Excerpts from point annotation data:
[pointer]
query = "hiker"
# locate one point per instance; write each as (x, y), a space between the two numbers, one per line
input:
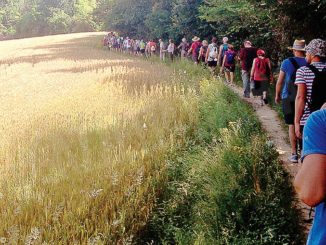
(212, 55)
(194, 49)
(286, 80)
(223, 48)
(311, 82)
(171, 49)
(152, 47)
(202, 52)
(142, 47)
(106, 40)
(162, 50)
(247, 54)
(310, 182)
(184, 48)
(228, 64)
(261, 76)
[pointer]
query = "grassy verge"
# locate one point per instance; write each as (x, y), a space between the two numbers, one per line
(227, 186)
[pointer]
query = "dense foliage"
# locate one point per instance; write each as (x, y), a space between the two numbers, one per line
(227, 186)
(272, 24)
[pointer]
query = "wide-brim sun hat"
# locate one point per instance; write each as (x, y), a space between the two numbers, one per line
(298, 45)
(317, 47)
(195, 39)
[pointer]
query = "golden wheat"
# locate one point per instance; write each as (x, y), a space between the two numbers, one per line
(85, 137)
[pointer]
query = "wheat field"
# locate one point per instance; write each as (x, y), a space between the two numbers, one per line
(85, 139)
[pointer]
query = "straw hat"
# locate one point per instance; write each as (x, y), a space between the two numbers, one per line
(317, 47)
(195, 39)
(298, 45)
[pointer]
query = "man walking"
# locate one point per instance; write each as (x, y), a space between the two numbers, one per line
(286, 91)
(162, 50)
(310, 182)
(247, 56)
(184, 48)
(311, 83)
(212, 55)
(223, 48)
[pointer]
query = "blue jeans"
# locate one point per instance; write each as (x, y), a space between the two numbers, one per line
(246, 82)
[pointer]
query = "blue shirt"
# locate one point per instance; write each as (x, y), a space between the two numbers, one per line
(288, 69)
(314, 142)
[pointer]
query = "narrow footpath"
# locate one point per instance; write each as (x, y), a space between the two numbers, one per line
(273, 126)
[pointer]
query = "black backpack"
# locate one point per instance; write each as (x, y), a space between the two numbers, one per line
(292, 88)
(318, 93)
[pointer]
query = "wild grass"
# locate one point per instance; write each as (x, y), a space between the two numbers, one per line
(86, 136)
(101, 148)
(228, 187)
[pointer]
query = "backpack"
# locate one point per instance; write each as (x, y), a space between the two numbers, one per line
(318, 94)
(292, 88)
(229, 61)
(224, 49)
(213, 52)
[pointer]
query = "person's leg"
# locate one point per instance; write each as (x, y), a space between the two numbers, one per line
(232, 77)
(246, 83)
(293, 139)
(227, 76)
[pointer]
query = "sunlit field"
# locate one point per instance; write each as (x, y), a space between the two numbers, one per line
(85, 137)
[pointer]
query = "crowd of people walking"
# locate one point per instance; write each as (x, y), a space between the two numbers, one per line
(300, 88)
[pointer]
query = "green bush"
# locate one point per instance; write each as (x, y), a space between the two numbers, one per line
(227, 186)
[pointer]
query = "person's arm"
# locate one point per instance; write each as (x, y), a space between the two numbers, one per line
(300, 102)
(310, 182)
(279, 84)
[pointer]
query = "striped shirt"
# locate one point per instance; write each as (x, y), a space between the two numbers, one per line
(306, 76)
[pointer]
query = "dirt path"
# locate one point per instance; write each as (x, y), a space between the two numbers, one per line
(273, 126)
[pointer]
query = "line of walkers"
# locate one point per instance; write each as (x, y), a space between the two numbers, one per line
(301, 85)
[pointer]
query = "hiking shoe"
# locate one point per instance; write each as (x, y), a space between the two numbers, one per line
(293, 158)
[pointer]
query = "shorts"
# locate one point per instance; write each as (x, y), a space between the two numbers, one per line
(259, 87)
(288, 108)
(229, 68)
(212, 63)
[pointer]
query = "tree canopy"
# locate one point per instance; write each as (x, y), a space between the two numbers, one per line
(272, 24)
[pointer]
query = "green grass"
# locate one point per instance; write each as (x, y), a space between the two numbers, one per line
(227, 185)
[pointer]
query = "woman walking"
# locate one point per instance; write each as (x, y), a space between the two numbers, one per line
(171, 49)
(261, 75)
(202, 52)
(228, 64)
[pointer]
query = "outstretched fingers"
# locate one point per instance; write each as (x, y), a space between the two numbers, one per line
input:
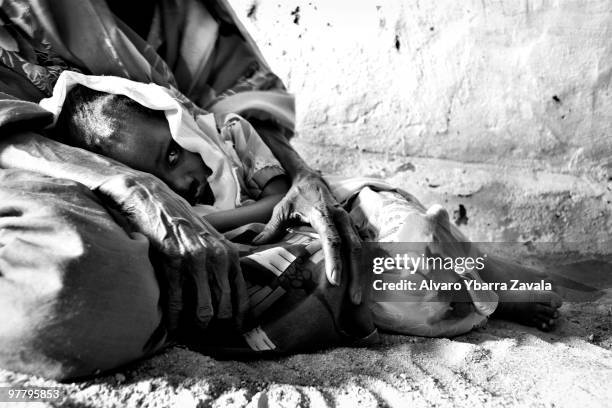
(174, 293)
(331, 243)
(275, 228)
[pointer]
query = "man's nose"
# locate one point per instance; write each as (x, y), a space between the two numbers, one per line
(185, 185)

* _Aim_: Generate a word-for-word copy of the preceding records, excluding all pictures.

* _Completed task_:
[pointer]
query = "hiker"
# locate one point per instance; write each as (x, y), a space between the two numbers, one per line
input:
(212, 55)
(194, 49)
(286, 80)
(223, 48)
(311, 82)
(171, 49)
(152, 47)
(202, 52)
(142, 47)
(106, 40)
(162, 50)
(247, 54)
(310, 182)
(184, 48)
(228, 64)
(261, 76)
[pointer]
query = "grassy verge"
# locate one point per instance; write each as (x, y), a space between the two numbers, one per line
(227, 186)
[pointer]
query = "dense foliage"
# locate one point per instance; write each as (x, y), a space between the two numbers, one per line
(227, 186)
(272, 24)
[pointer]
query = "wide-brim sun hat"
# locate one point per instance; write each as (x, y), a space between the two numbers, one per line
(298, 45)
(317, 47)
(195, 39)
[pointer]
query = "golden wheat"
# locate one point per instance; write each as (x, y), a space between the two numbers, one per line
(85, 137)
[pointer]
query = "wheat field"
# locate one point per instance; write each as (x, y), a space between the two numbers, one per line
(85, 139)
[pointer]
query = "straw hat"
# locate one point per instance; write each as (x, y), a space between the two numbers, one per line
(317, 47)
(195, 39)
(298, 45)
[pointer]
query = "man walking"
# locate one point per instance; write each as (x, y), a space between the two numbers, one per line
(286, 91)
(162, 50)
(310, 182)
(247, 56)
(184, 48)
(311, 83)
(212, 55)
(223, 48)
[pointer]
query = "blue jeans"
# locate one point per instance; write each as (x, y), a space between the two numbers, one per line
(246, 82)
[pointer]
query = "blue shirt"
# locate one point per instance; write each as (x, y), a space between the two numbers, one per line
(288, 69)
(314, 142)
[pointer]
query = "narrow footpath"
# locate one point per instance; write each as (x, y), a space between the two numbers, one per line
(273, 126)
[pointer]
query = "black backpack"
# locate one point per instance; write each as (x, y), a space between the two numbers, one per line
(292, 88)
(318, 93)
[pointer]
query = "wild grass"
# locate one point per instance; write each as (x, y), a space between the two numbers, one per line
(86, 136)
(101, 148)
(228, 187)
[pointer]
query = "backpack"
# locate one point per instance; write each as (x, y), a space between the two numbers, one per line
(318, 94)
(292, 88)
(229, 61)
(224, 49)
(213, 52)
[pointer]
query = "person's leg"
# locate one point per instance; write each as (x, y), a space between the two numbers, one per line
(232, 77)
(246, 83)
(293, 139)
(227, 76)
[pointer]
query = "sunlit field"
# locate one point per instance; write each as (x, y), a space between the two numbers, one per line
(85, 137)
[pointer]
query = "crowd of people walking"
# locate one point per instance; write each as (x, y), a space between the two numbers, one per line
(300, 88)
[pointer]
query = "green bush"
# locate one point per instance; write each as (x, y), a space between the two numbers, one per line
(227, 186)
[pointer]
query = "person's arm"
# locate one point per instance; write each as (x, y), a space between the two numbers, one per line
(300, 102)
(310, 182)
(279, 84)
[pointer]
query = "striped shirt"
# locate one point per instance; write each as (x, y), a space between the two numbers, one per line
(306, 76)
[pointer]
query = "dirt path"
# locate one point per instance; write each as (x, y), a space between the two numbers, one per line
(273, 126)
[pointer]
query = "line of walkers"
# locate one point per instance; write each as (x, y), a space between the two numbers, one per line
(301, 85)
[pointer]
query = "hiking shoe"
# locate one point per instance; write each as (x, y), a space between the two numbers, one per line
(293, 158)
[pointer]
query = "shorts"
# locate one point per instance; write each as (x, y), a space between the two numbers, one per line
(259, 87)
(288, 108)
(229, 68)
(212, 63)
[pointer]
query = "tree canopy"
# locate one point per instance; write each as (x, y), a space between the two numbers, one per line
(272, 24)
[pointer]
query = "green grass"
# locate one point per instance; write each as (x, y), a space between the two numbers, one per line
(227, 185)
[pointer]
query = "woman walking"
# locate one point per instance; write each as (x, y), a space between the two numbers, one per line
(171, 49)
(261, 75)
(202, 52)
(228, 64)
[pointer]
query = "outstretched fingers"
# locate one point per instance; write each as (x, y), a space between the two numbers, one per line
input:
(174, 293)
(331, 243)
(275, 228)
[pointer]
query = "man's nose"
# locate one point per instance; write each as (x, y), a space between the two numbers, one per line
(185, 185)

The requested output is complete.